Selected text:
- Opening Delimiter -

3. Doctor Zhivago by Boris Pasternak
Love during the Russian Revolution. Dr. Yuri Zhivago (young, soulful, and — oops — married) falls in love with the beautiful, soulful Lara. This one will sweep you off your feet, especially if you love history and drama. So much drama. Check out the epic film version with Julie Christie when you finish the book.
4. Anna Karenina by Leo Tolstoy
Tragedy is the name of the game here, so get ready for some ugly crying. It’s about gorgeous, married Anna and her tumultuous affair with the wealthy, handsome Count Vronsky. If you want depth instead of fluff, this one’s for you.
5. Beautiful Ruins by Jess Walter
So say Russian tragedy isn’t your thing. You want sun, beaches, and maybe a little humor. Beautiful Ruins is about a love affair that starts in an Italian seaside town in the early 1960s and picks up again in Hollywood five decades later. The late, great actor Richard Burton even makes a cameo. It’s a breezy read that’ll make your heart burst into a million pieces (in a good way).
6. Norwegian Wood by Haruki Murakami
This one is about Toru, who looks back on his life as a Tokyo college student in the 1960s struggling with the death of a friend. He’s drawn to two women, Naoko, who is mysterious and withdrawn, and the wild, outgoing Midori. It’s a nostalgic, romantic coming-of-age story by one of Japan’s greatest writers.

- Closing Delimiter -

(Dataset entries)

- Opening Delimiter -

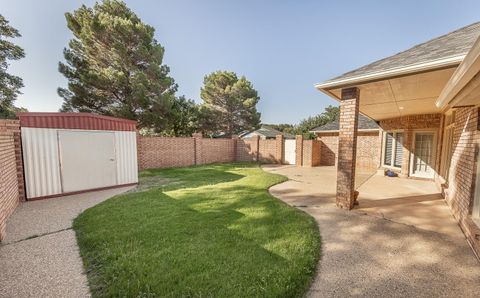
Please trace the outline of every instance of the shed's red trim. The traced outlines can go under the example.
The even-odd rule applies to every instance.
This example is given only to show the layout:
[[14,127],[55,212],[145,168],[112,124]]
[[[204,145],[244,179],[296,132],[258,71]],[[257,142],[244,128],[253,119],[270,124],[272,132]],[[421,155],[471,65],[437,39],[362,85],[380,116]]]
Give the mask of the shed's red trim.
[[98,188],[91,188],[91,189],[85,189],[85,190],[78,190],[78,191],[72,191],[72,192],[64,192],[64,193],[59,193],[55,195],[48,195],[48,196],[43,196],[43,197],[34,197],[34,198],[27,198],[27,201],[37,201],[37,200],[45,200],[45,199],[52,199],[52,198],[59,198],[59,197],[65,197],[65,196],[72,196],[72,195],[78,195],[86,192],[93,192],[93,191],[101,191],[101,190],[107,190],[107,189],[113,189],[113,188],[122,188],[122,187],[127,187],[127,186],[134,186],[137,185],[138,182],[134,183],[127,183],[127,184],[119,184],[119,185],[112,185],[112,186],[106,186],[106,187],[98,187]]
[[21,127],[135,131],[137,122],[90,113],[17,113]]

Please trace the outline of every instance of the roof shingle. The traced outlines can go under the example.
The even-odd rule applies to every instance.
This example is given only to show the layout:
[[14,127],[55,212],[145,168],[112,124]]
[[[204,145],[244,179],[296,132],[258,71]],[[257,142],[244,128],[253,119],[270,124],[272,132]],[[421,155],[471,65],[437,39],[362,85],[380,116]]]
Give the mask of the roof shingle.
[[406,51],[344,73],[325,83],[466,55],[480,36],[480,22],[416,45]]

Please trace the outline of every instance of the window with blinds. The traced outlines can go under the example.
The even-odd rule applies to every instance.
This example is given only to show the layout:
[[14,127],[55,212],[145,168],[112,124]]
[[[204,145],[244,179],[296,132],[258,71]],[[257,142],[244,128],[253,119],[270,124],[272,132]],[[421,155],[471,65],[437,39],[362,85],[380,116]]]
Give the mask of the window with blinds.
[[391,166],[392,165],[392,153],[393,153],[393,136],[391,133],[387,133],[385,137],[385,158],[383,163],[385,165]]
[[395,134],[395,152],[394,152],[394,162],[393,166],[397,168],[402,167],[402,158],[403,158],[403,133]]
[[383,148],[383,165],[401,168],[403,161],[403,133],[387,132]]

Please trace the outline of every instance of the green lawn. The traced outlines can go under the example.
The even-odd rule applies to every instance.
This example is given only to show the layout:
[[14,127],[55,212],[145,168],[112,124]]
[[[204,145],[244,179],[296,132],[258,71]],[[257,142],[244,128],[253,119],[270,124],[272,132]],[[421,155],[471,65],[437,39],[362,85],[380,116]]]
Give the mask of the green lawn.
[[96,297],[294,297],[319,258],[313,218],[255,164],[141,173],[141,188],[74,221]]

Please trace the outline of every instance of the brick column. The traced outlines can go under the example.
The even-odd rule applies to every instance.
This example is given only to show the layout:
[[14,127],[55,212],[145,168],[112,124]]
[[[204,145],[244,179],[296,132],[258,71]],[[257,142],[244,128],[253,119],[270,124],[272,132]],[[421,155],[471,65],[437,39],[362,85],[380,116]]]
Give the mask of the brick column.
[[303,136],[295,136],[295,165],[303,165]]
[[193,141],[194,141],[194,152],[193,152],[193,156],[194,156],[194,164],[196,165],[201,165],[203,164],[203,152],[202,152],[202,138],[203,138],[203,135],[202,133],[199,133],[199,132],[196,132],[194,134],[192,134],[192,138],[193,138]]
[[337,206],[352,209],[355,203],[355,161],[359,108],[358,88],[342,89],[338,133]]
[[410,152],[413,148],[413,131],[410,128],[405,129],[403,133],[402,149],[402,170],[400,177],[410,176]]
[[276,152],[275,152],[275,159],[278,164],[282,164],[283,162],[283,155],[285,154],[284,150],[284,138],[283,135],[277,135],[275,138],[276,141]]
[[233,146],[233,160],[237,161],[237,143],[238,143],[238,135],[232,135],[232,146]]
[[252,140],[252,147],[251,147],[251,152],[253,154],[253,161],[260,161],[260,138],[258,136],[253,136],[251,138]]

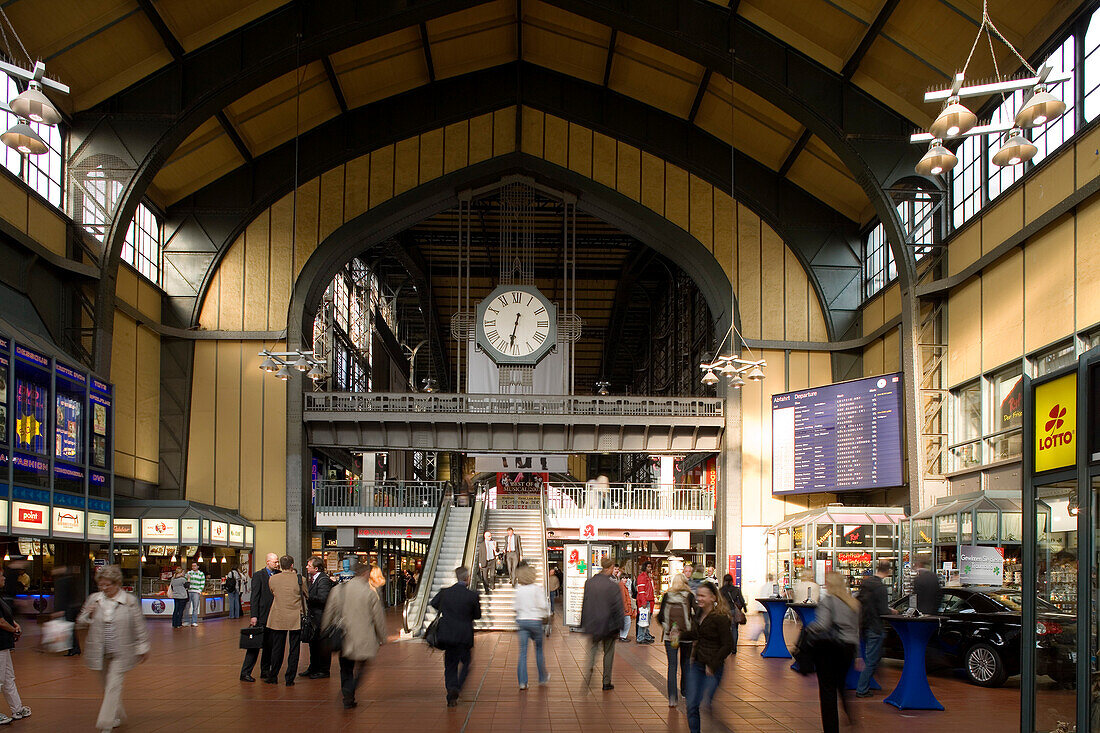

- Closing Delimiter -

Exercise objective:
Answer these questions about the book list.
1. With whom does Dr. Yuri Zhivago fall in love?
2. Where does the love affair in Beautiful Ruins start?
3. Who are the two women Toru is drawn to in Norwegian Wood?

Response for this exercise:
1. He falls in love with Lara.
2. It starts in an Italian seaside town in the early 1960s.
3. He is drawn to Naoko and Midori.